__THE DATA__.
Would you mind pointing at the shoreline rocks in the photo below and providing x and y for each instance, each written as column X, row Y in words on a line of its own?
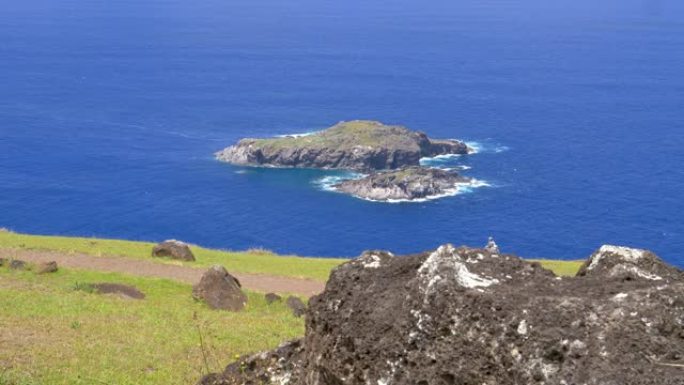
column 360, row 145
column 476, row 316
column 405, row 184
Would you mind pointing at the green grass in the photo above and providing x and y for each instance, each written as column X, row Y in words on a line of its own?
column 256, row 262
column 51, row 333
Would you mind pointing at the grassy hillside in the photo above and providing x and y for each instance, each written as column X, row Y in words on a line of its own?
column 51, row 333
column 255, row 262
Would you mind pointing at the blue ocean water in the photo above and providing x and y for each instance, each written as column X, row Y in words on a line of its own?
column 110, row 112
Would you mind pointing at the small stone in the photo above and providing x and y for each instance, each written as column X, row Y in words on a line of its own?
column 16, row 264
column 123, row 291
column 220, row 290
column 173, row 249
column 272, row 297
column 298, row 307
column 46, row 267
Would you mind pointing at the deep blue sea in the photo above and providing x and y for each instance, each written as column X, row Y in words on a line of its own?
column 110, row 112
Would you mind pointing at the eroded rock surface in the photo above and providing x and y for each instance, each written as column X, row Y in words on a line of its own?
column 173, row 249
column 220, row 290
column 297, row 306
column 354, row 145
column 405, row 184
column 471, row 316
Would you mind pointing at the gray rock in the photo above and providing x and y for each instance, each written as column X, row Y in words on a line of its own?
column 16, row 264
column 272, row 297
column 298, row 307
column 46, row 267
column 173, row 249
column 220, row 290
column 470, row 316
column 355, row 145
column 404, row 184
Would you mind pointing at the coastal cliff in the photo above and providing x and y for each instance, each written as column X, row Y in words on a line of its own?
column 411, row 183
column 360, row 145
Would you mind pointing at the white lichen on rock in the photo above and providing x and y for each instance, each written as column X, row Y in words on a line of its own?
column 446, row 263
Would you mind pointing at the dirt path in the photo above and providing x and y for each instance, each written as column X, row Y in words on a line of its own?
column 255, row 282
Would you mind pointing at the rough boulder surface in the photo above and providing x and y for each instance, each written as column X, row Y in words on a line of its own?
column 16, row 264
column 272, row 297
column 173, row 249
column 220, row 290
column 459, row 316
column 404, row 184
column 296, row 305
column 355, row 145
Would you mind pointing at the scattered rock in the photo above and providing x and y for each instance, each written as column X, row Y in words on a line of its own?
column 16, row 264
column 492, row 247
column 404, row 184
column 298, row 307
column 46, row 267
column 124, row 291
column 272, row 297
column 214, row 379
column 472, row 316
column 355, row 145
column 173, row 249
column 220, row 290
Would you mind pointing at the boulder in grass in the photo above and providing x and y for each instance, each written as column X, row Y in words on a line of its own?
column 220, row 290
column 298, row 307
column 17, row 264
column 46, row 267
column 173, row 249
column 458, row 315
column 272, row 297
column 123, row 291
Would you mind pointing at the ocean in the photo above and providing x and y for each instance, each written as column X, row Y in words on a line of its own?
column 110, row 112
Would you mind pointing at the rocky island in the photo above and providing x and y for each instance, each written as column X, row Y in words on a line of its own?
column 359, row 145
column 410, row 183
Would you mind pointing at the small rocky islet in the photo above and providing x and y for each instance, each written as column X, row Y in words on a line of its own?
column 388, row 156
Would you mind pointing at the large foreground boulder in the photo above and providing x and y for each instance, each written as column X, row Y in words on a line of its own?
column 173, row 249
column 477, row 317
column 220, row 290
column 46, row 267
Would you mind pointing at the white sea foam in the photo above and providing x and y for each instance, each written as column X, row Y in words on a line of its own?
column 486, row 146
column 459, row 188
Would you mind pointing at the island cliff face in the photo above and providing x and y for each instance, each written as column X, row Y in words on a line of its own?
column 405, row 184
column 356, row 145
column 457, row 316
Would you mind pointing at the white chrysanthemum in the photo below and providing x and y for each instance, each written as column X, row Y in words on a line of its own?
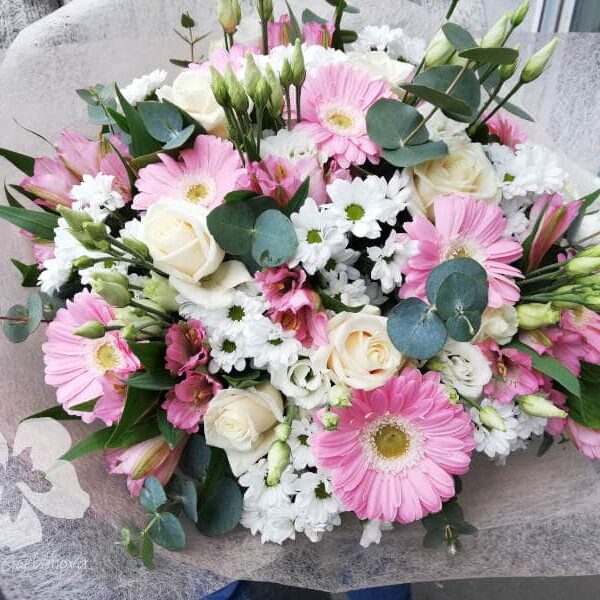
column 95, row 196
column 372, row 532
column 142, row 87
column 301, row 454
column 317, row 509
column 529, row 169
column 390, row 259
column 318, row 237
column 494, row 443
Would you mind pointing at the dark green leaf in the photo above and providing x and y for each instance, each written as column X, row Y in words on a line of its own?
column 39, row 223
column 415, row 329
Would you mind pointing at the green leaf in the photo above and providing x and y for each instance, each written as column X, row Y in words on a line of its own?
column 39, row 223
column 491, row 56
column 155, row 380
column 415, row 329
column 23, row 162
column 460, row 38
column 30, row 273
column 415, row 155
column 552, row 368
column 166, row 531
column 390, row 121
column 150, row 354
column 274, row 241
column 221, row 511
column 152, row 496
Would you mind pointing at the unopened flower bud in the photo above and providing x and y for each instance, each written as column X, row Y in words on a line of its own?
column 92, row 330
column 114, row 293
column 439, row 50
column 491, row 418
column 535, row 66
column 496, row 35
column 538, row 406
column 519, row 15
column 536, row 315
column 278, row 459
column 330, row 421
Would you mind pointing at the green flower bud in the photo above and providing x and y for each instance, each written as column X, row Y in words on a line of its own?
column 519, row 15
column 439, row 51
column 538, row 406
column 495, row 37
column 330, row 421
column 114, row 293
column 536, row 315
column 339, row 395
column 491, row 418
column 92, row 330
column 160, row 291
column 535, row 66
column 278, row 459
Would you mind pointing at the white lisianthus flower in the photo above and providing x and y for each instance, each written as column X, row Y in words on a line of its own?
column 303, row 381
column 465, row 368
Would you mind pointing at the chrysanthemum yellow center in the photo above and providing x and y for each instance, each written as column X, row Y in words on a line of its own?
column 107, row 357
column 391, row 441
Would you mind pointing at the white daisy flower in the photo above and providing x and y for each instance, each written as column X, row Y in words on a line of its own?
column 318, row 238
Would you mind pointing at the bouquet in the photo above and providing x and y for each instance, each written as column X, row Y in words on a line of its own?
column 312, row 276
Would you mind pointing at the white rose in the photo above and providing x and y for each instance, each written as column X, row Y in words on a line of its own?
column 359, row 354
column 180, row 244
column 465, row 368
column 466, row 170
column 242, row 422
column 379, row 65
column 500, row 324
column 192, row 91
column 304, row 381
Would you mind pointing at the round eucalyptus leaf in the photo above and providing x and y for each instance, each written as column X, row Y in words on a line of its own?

__DIRECTIONS__.
Copy all of the data above exactly. Leave out every picture.

__ANSWER__.
Would you mind pointing at the shoreline rocks in the photo below and providing x and y for each instance, each written as column X, row Y in words on a line of its own?
column 360, row 145
column 476, row 316
column 405, row 184
Would you mind pointing at the green grass in the photo above and providing x and y for each instance, each written as column X, row Y in words on a line of its own?
column 256, row 262
column 51, row 333
Would you mind pointing at the grassy hillside in the photo above and providing x and y for each instance, each written as column X, row Y in words on a line of its own?
column 51, row 333
column 255, row 262
Would you mind pointing at the blue ocean water in the photo above and providing x and y for each instance, each written as column X, row Y in words on a line of its own?
column 110, row 112
Would you mind pointing at the small stone in the photo above and providing x and y for each instance, each written as column X, row Y in words on a line of its own?
column 16, row 264
column 123, row 291
column 220, row 290
column 173, row 249
column 272, row 297
column 298, row 307
column 46, row 267
Would you mind pointing at the deep blue sea in the photo above and providing x and y for each instance, each written as column X, row Y in words on a line of its own?
column 110, row 112
Would you mind pointing at the eroded rock surface in the photo above and providing x and y for each instance, each written as column X, row Y in words on a line of its own?
column 173, row 249
column 220, row 290
column 297, row 306
column 354, row 145
column 405, row 184
column 471, row 316
Would you mind pointing at the gray rock in the photo above and providing x and y for each instance, each written as column X, row Y in words on a line of its own?
column 16, row 264
column 272, row 297
column 298, row 307
column 46, row 267
column 173, row 249
column 220, row 290
column 470, row 316
column 355, row 145
column 404, row 184
Would you mind pointing at the coastal cliff in the photo above and providing x and y for each instance, each written as column X, row Y in words on a line of its own?
column 411, row 183
column 360, row 145
Would you mind pointing at the white lichen on rock in the photo above and providing x and y for each instance, each written as column X, row Y in words on a line of its own?
column 446, row 263
Would you mind pointing at the dirt path in the photo above and providing x and y for each instance, each written as column X, row Y in words on a line of its own?
column 255, row 282
Would you mind pointing at the rough boulder surface in the photo above and providing x and y for each instance, each written as column X, row Y in words on a line of its own?
column 16, row 264
column 272, row 297
column 173, row 249
column 220, row 290
column 459, row 316
column 404, row 184
column 296, row 305
column 355, row 145
Would you mind pointing at the scattered rock in the photo above and providing x and y for each instance, each written as column X, row Y in words on a line of its own?
column 16, row 264
column 492, row 247
column 404, row 184
column 298, row 307
column 46, row 267
column 124, row 291
column 272, row 297
column 214, row 379
column 472, row 316
column 355, row 145
column 173, row 249
column 220, row 290
Would you mind pointing at the boulder in grass in the photo above and providing x and y for each instance, each written as column X, row Y in words on a line of its own?
column 220, row 290
column 298, row 307
column 17, row 264
column 46, row 267
column 173, row 249
column 458, row 315
column 272, row 297
column 123, row 291
Would you mind pointing at the ocean in the photo above and providing x and y for each instance, each written as column X, row Y in words on a line of its own?
column 110, row 112
Would you mind pointing at the rocky island in the photo above and providing x and y for each instance, each written as column X, row Y in words on a line of its own?
column 359, row 145
column 410, row 183
Would you mind pointing at the small rocky islet in the photo above and providing x and y for each instance, each written as column X, row Y in words on a line of its own?
column 388, row 156
Would you mind pointing at the large foreground boulder in the photo above and providing x and y for each instance, each written as column X, row Y in words on a line of its own?
column 173, row 249
column 477, row 317
column 220, row 290
column 46, row 267
Would you mind pointing at the white sea foam in the photo above and providing x and y for each instance, each written as column X, row Y in words on a line of its own?
column 486, row 146
column 459, row 188
Would you mind pointing at the island cliff face in the photo above and providing x and y for each instance, each written as column X, row Y in words on a line of its own?
column 405, row 184
column 356, row 145
column 457, row 316
Would you mind pointing at the white chrysanthemum in the photo below and providing x and y for each instance, each written as column X, row Y in words on a line of its own?
column 95, row 196
column 372, row 532
column 142, row 87
column 301, row 454
column 317, row 509
column 529, row 169
column 390, row 259
column 318, row 237
column 494, row 443
Would you mind pointing at the dark green leaf in the photo above and providing x and y for each instance, each written as column X, row Y in words on a line of its own?
column 39, row 223
column 415, row 329
Would you mind pointing at the green leaf in the photo above and providing x and y for each instance, each written as column X, row Y in words on a line of its own?
column 39, row 223
column 491, row 56
column 155, row 380
column 415, row 329
column 23, row 162
column 460, row 38
column 30, row 273
column 415, row 155
column 552, row 368
column 166, row 531
column 390, row 121
column 150, row 354
column 274, row 241
column 221, row 511
column 152, row 496
Would you mind pointing at the unopened flower bud in the photo above and providing x and y for each instance, each written as column X, row Y in words on a line of its own?
column 92, row 330
column 114, row 293
column 439, row 50
column 491, row 418
column 535, row 66
column 496, row 35
column 538, row 406
column 519, row 15
column 536, row 315
column 278, row 459
column 330, row 421
Would you mind pointing at the green flower bud in the photo above and providing x and y for each instance, each written as column X, row Y in words on a line of its own?
column 519, row 15
column 439, row 51
column 538, row 406
column 495, row 37
column 330, row 421
column 114, row 293
column 536, row 315
column 339, row 395
column 491, row 418
column 92, row 330
column 160, row 291
column 535, row 66
column 278, row 459
Would you mind pointing at the white lisianthus flower in the photo above and providing x and y for each instance, each written as column X, row Y in words on a line of its own?
column 303, row 381
column 465, row 368
Would you mind pointing at the chrysanthemum yellow center in the photo above and providing x and y for each instance, each written as column X, row Y in words on a line of its own?
column 107, row 357
column 391, row 441
Would you mind pointing at the white daisy flower in the photo above and providing x and y for each instance, each written as column X, row Y in words on a line of its own?
column 318, row 238
Would you mind pointing at the bouquet in the photo above and providing x and y for each instance, each written as column X, row Y in words on a line of its own?
column 312, row 276
Would you mind pointing at the white rose in the photo above and providing x and y for each instance, each written as column X, row Y in words on a line of its own?
column 359, row 354
column 180, row 244
column 465, row 368
column 466, row 170
column 242, row 422
column 379, row 65
column 500, row 324
column 192, row 91
column 304, row 381
Would you mind pointing at the round eucalyptus leaf in the photo above and providing x and y for each instance, each written as column X, row Y in words on a line of its own?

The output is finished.